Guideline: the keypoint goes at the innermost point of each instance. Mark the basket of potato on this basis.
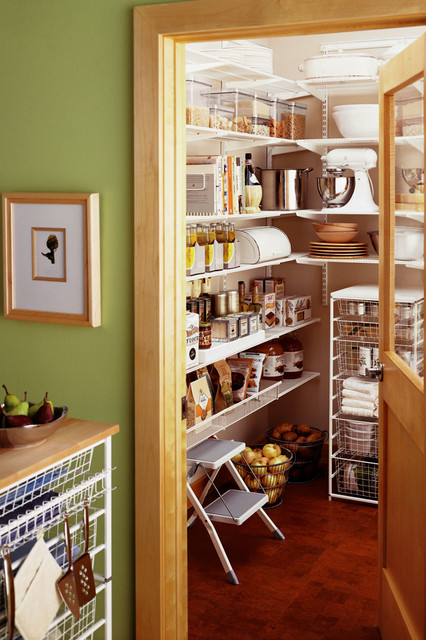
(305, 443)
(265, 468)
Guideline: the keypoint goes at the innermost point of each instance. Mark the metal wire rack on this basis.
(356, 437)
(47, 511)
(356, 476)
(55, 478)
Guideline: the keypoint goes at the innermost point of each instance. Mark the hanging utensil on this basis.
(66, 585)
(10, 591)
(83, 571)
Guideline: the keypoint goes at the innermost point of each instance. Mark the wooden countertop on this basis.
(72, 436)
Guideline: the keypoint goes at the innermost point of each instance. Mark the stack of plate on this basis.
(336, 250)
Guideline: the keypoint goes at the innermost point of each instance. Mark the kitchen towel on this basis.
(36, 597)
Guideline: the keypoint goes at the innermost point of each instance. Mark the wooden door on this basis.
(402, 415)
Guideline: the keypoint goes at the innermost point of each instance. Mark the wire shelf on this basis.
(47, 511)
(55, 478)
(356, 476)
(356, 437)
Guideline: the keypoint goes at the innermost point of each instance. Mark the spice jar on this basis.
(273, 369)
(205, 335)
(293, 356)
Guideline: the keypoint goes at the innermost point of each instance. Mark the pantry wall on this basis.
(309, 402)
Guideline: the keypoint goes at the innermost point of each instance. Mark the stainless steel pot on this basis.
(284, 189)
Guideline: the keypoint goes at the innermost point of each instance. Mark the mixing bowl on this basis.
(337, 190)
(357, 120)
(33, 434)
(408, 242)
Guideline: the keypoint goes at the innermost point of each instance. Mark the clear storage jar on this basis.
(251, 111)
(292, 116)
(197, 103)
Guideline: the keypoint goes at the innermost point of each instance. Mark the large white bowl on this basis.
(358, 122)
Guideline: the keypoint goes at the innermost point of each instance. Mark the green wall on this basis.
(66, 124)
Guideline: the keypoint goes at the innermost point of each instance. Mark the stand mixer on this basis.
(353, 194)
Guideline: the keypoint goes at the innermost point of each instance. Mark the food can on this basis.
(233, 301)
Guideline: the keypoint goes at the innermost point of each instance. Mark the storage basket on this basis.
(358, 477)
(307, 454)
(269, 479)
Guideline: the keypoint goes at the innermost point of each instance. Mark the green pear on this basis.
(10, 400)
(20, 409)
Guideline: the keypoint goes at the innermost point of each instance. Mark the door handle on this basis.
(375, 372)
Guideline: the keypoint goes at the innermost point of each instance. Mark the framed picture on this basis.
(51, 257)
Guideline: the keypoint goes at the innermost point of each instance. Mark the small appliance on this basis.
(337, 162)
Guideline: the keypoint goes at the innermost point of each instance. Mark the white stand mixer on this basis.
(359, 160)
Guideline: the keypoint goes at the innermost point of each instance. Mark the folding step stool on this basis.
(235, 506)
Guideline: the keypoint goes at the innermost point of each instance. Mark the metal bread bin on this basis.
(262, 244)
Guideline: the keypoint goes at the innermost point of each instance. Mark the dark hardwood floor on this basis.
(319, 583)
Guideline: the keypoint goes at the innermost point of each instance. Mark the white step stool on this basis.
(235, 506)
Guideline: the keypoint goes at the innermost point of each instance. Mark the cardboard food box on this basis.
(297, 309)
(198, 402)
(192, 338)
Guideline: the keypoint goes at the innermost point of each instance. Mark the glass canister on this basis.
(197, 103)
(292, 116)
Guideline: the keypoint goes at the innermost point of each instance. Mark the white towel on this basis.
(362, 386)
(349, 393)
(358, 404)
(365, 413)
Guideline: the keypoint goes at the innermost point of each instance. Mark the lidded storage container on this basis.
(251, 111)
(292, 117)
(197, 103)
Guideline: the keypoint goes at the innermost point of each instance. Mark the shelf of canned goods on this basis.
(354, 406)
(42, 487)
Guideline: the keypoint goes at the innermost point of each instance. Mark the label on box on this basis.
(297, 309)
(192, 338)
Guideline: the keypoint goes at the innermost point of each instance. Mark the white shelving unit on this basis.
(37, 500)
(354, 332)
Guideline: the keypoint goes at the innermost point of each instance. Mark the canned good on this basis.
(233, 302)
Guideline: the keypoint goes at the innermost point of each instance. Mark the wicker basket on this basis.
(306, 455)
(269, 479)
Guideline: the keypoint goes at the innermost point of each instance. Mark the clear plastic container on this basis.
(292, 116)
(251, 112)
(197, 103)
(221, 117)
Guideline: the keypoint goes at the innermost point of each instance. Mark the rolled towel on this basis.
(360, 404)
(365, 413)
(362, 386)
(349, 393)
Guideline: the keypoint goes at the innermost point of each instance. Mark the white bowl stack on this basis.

:: Work item ::
Without the pictures, give the entries above back exactly.

:: Result of this exercise ::
Guideline: the keypoint goes at the innermost point of each instance. Mark the basket of potato on this basis.
(305, 443)
(265, 468)
Guideline: the keypoint goes at the innermost point of each instance. Mark the metal wire rack on this basis.
(356, 437)
(47, 511)
(356, 476)
(55, 478)
Guideline: the keypoint goes at the innermost point of each instance. Mark the hanging utensil on this basis.
(66, 585)
(10, 591)
(83, 571)
Guideline: the keypoint goes at the innermost point of each instance. Mark the wooden countertop on this basis.
(72, 436)
Guideline: the keypoint goes at the innermost point of each instance. Mark the stack of plate on this basis.
(336, 250)
Guideline: the keypoint goes at the innermost point of each instance. Mark the kitchen towel on this basis.
(36, 597)
Guideline: the keypoint goes at the innermost point of each instance. Mark the wooden door on this basis.
(402, 415)
Guideline: the keypoint goes at the innermost point of each instance. Mark the wire shelf on this basis.
(47, 511)
(55, 478)
(356, 476)
(356, 437)
Guideline: the keypoint goes at the innermost point of each instance. Mark the spice jar on this basis.
(273, 369)
(205, 335)
(293, 356)
Guideline: the keypoint goes at the innermost point of each instance. Mark the pantry wall on this basis.
(309, 402)
Guideline: the keypoint goes at the innermost point of each instance. Mark the stainless steel pot on this basis.
(284, 189)
Guideline: the keypoint goes at the innermost point of each instance. Mark the mixing bowl on this basis.
(337, 190)
(357, 120)
(33, 434)
(408, 242)
Guideline: the keypoint goes at the innermost point of each instance. Mark the clear storage jar on this basis.
(251, 111)
(292, 116)
(197, 103)
Guideline: the keypoint goes at the innermost point of each instance. Mark the large white bowl on this basis.
(358, 122)
Guideline: the keypoint goes at the innermost point of each instance. Mark the green wall on this basis.
(66, 124)
Guideline: the keypoint goes at the innermost point of each instance. Mark the stand mixer on this basis.
(353, 194)
Guideline: the keypoint goes at the innermost point of each instance. Mark the food can on this basis.
(233, 301)
Guideline: the keypoint goes at the innermost point of each instance. Mark the storage basket on this basis.
(358, 477)
(307, 454)
(269, 479)
Guideline: the keypoint goes at the innermost point of each instance. Mark the green pear on this basis.
(10, 400)
(20, 409)
Guideline: the keypoint goes at the innermost point of each instance. Mark the door handle on this basis.
(375, 372)
Guideline: the keypoint goes at the innermost point of each instance. Mark the framed picture on this basis.
(51, 257)
Guideline: the keypoint goes at the innermost point of each instance. Mark the small appliance on this basis.
(337, 162)
Guideline: the keypoint goes at the innermost point of each instance. Mark the white stand mixer on this basis.
(359, 160)
Guideline: the keypoint goes at the innermost point of each instance. Mark the folding step stool on this basis.
(235, 506)
Guideline: the keypoint goes at the innermost point of each instance. Mark the metal bread bin on this basis.
(262, 244)
Guideline: the keypoint goes at the innermost point of each instance. Mark the dark hardwood floor on this basis.
(319, 583)
Guideline: the keypoint goes at the innermost point of each instance. Mark the white step stool on this basis.
(235, 506)
Guideline: the keypoint goes at the innermost point of each instance. Mark the cardboard food box on this basis.
(297, 309)
(198, 402)
(192, 338)
Guideline: the keypoint goes at the innermost point of each instance. Mark the glass canister on this basis.
(197, 103)
(292, 116)
Guideline: the keypoint goes at the innermost point of each instance. Mark the white towel on this basis.
(362, 386)
(349, 393)
(358, 404)
(365, 413)
Guideline: the keypoint goes at the innermost point of each instance. Mark the lidded storage container on this basis.
(251, 111)
(292, 117)
(197, 103)
Guideline: the keypoint goes at the innermost point of each instance. Mark the shelf of canned goods on this basis.
(354, 406)
(42, 487)
Guideline: the keypoint goes at the innermost point of each instance. Mark the label on box on this basis.
(297, 309)
(192, 338)
Guideline: the keypoint goes at the innermost point of each instance. Mark the white shelving unit on this basis.
(37, 500)
(354, 332)
Guideline: the keypoint goes at the innermost point of each instance. Mark the canned good on this basis.
(233, 302)
Guideline: the keypoint goes at the innermost point of each instance. Mark the wicker basket on this basis.
(306, 455)
(269, 479)
Guideline: the keypoint goes at the innermost point of each instance. Mark the clear plastic container on this basis.
(292, 116)
(251, 112)
(197, 103)
(221, 117)
Guideline: the keypoint goes at the innermost point of each instance. Mark the rolled towel on this basis.
(360, 404)
(365, 413)
(362, 386)
(349, 393)
Guideline: the keypoint goes at the innermost point of each instance. Mark the white bowl stack on this basis.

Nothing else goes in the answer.